** start of Document segment **

Estimated reading time: 8 minutes

The ArangoDB Query Language(AQL) was designed to accomplish a few important goals, including:
- Be a human-readable query language
- Client independency
- Support complex query patterns
- Support all ArangoDB data models with one language
The goal of this guide is to ensure that you get the most out of the above design goals, by providing some suggested best practices. Just like many programming languages, AQL allows the developer to format their code in whatever way comes naturally to them. However, just like with programming languages, there are different style guides and best practices that the community agrees upon. These guidelines can make reading and maintaining code easier and sometimes even more performant.
By the end of this guide you will be aware of what ArangoDB considers best practices for both formatting and performance, allowing you to write fast and clean graph queries in AQL.
This guide is split into two sections:
- Formatting:
- Syntax formatting
- Styling conventions
- IMDB Dataset Example Notebook
This guide mostly focuses on best practices, styling, and considerations when writing queries and assumes some prior knowledge of AQL. As such, it will be beneficial if you are already familiar with AQL and performing graph queries.
If you would like to get up to speed with Graphs, AQL, and running queries take a look at the Graph Course for Freshers which takes you from beginner to advanced graph queries in AQL.
Formatting
The first section of the guide will contain:
- A review of the different graph syntax
- Terms used throughout the guide
- AQL styling conventions
I like your style
As was mentioned in the introduction, AQL has a flexible formatting schema, similar to most popular programming languages. Not requiring strict formatting in AQL was a conscious choice, meant to allow developers the flexibility to write queries in an easy and natural way.
This flexibility is especially helpful for developers new to AQL and removes some of the barriers to learning the query language. However, as your AQL queries start to become a part of your application’s business logic, maintainability and readability gain importance. It becomes important to have rules setup that allow other developers to be able to review and contribute changes as needed. When the business needs change and queries need to be updated or new ones added, having a thought out guide for formatting can save time and effort.
This section will lay the foundation for basic styling decisions and then we will expand upon these guidelines in the syntax and examples sections.
The following statement is the first line of a typical graph query in AQL. There are already a few things worth pointing and providing some insight into why we chose to format it this way.
1 |
FOR v, e, p IN 1..1 OUTBOUND |
Guideline #1: Capitalization
In AQL we often capitalize the keyword or function being used in the query. This capitalization is an example of a convention and not a requirement. However, variables declared in queries are case-sensitive and typically lowercase.
1 2 |
✘ for v,e,p in 1..1 outbound ✔ FOR v,e,p IN 1..1 OUTBOUND |
These guidelines are just that, guidelines, not requirements. The important thing is that you are thinking about your queries in terms of readability and if the lowercase version works for you and your team, that is what is important.

** end of Document segment **
** start of Record list **

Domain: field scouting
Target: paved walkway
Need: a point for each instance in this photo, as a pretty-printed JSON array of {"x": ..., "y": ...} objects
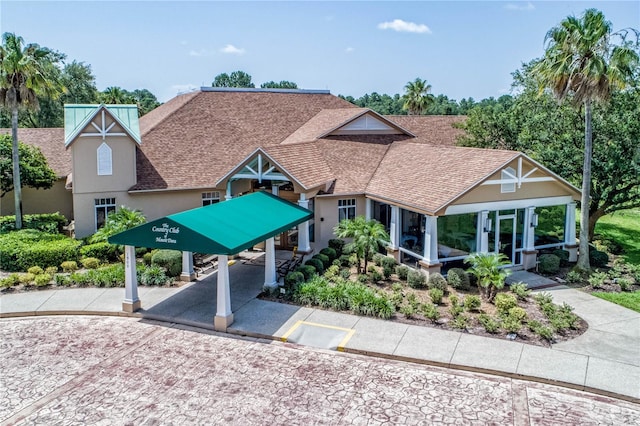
[{"x": 604, "y": 360}]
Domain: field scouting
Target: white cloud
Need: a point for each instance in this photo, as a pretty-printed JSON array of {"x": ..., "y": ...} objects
[
  {"x": 520, "y": 6},
  {"x": 230, "y": 48},
  {"x": 404, "y": 26}
]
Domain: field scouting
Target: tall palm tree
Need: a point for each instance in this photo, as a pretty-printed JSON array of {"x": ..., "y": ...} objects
[
  {"x": 584, "y": 64},
  {"x": 417, "y": 97},
  {"x": 368, "y": 236},
  {"x": 24, "y": 74}
]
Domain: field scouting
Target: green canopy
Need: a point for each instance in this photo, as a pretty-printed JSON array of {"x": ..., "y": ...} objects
[{"x": 222, "y": 228}]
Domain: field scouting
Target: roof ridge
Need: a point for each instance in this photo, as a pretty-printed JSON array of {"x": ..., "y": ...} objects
[{"x": 195, "y": 95}]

** end of Record list **

Task list ::
(a) Which course does the AQL style guide recommend for getting up to speed with graphs, AQL, and running queries?
(b) Copy all five records above word for word, but leave out the pictures.

Solutions in order ::
(a) The Graph Course for Freshers.

(b)
Domain: field scouting
Target: paved walkway
Need: a point for each instance in this photo, as a pretty-printed JSON array of {"x": ..., "y": ...} objects
[{"x": 604, "y": 360}]
Domain: field scouting
Target: white cloud
Need: a point for each instance in this photo, as a pretty-printed JSON array of {"x": ..., "y": ...} objects
[
  {"x": 520, "y": 6},
  {"x": 230, "y": 48},
  {"x": 404, "y": 26}
]
Domain: field scouting
Target: tall palm tree
Need: a point for each instance in this photo, as a pretty-printed JSON array of {"x": ..., "y": ...} objects
[
  {"x": 584, "y": 64},
  {"x": 417, "y": 97},
  {"x": 368, "y": 236},
  {"x": 24, "y": 74}
]
Domain: field scouting
Target: green canopy
Need: a point for each instance in this photo, as a pretty-printed JSON array of {"x": ..., "y": ...} objects
[{"x": 222, "y": 228}]
Domain: field scouting
Target: roof ridge
Need: a point for each instance in this photo, as a pretty-printed JSON array of {"x": ..., "y": ...} objects
[{"x": 195, "y": 95}]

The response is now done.